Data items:
** BEGIN **

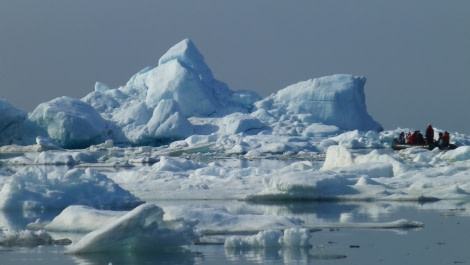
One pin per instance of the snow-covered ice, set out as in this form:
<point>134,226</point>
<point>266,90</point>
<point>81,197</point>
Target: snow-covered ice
<point>111,167</point>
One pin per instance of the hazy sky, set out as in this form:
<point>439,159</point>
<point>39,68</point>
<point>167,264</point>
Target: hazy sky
<point>415,54</point>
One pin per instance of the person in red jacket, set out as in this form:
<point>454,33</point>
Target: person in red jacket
<point>430,135</point>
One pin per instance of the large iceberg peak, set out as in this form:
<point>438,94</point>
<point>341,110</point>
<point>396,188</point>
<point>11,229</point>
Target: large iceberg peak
<point>186,53</point>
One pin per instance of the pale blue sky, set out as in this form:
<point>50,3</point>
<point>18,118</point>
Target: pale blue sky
<point>415,54</point>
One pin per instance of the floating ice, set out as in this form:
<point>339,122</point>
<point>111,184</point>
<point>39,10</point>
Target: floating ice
<point>33,189</point>
<point>140,230</point>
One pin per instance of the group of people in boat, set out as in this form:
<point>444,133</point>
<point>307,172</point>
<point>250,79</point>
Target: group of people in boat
<point>416,138</point>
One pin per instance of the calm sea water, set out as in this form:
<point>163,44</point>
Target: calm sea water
<point>444,239</point>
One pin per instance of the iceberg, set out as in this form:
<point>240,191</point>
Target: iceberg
<point>11,123</point>
<point>140,230</point>
<point>69,122</point>
<point>180,97</point>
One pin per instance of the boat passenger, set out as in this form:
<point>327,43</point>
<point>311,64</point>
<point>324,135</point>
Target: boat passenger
<point>419,138</point>
<point>430,135</point>
<point>445,139</point>
<point>401,138</point>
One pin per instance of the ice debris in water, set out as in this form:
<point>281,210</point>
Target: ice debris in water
<point>290,238</point>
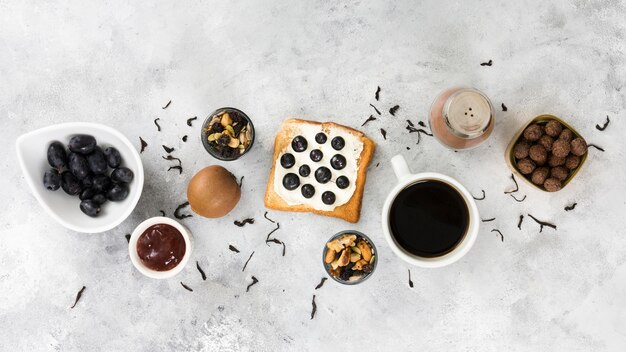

** END **

* **OBJECTIVE**:
Can you give the lines starting with the one that contains "One pin per instance of the ice debris" and going on through the end of the records, replacing "ice debris" with "drifting ice" and keeping everything else the same? Leave the pictures out of your answer.

* **EXERCISE RESPONSE**:
One pin per instance of the drifting ice in water, set out as in this form:
<point>281,210</point>
Target: drifting ice in water
<point>290,238</point>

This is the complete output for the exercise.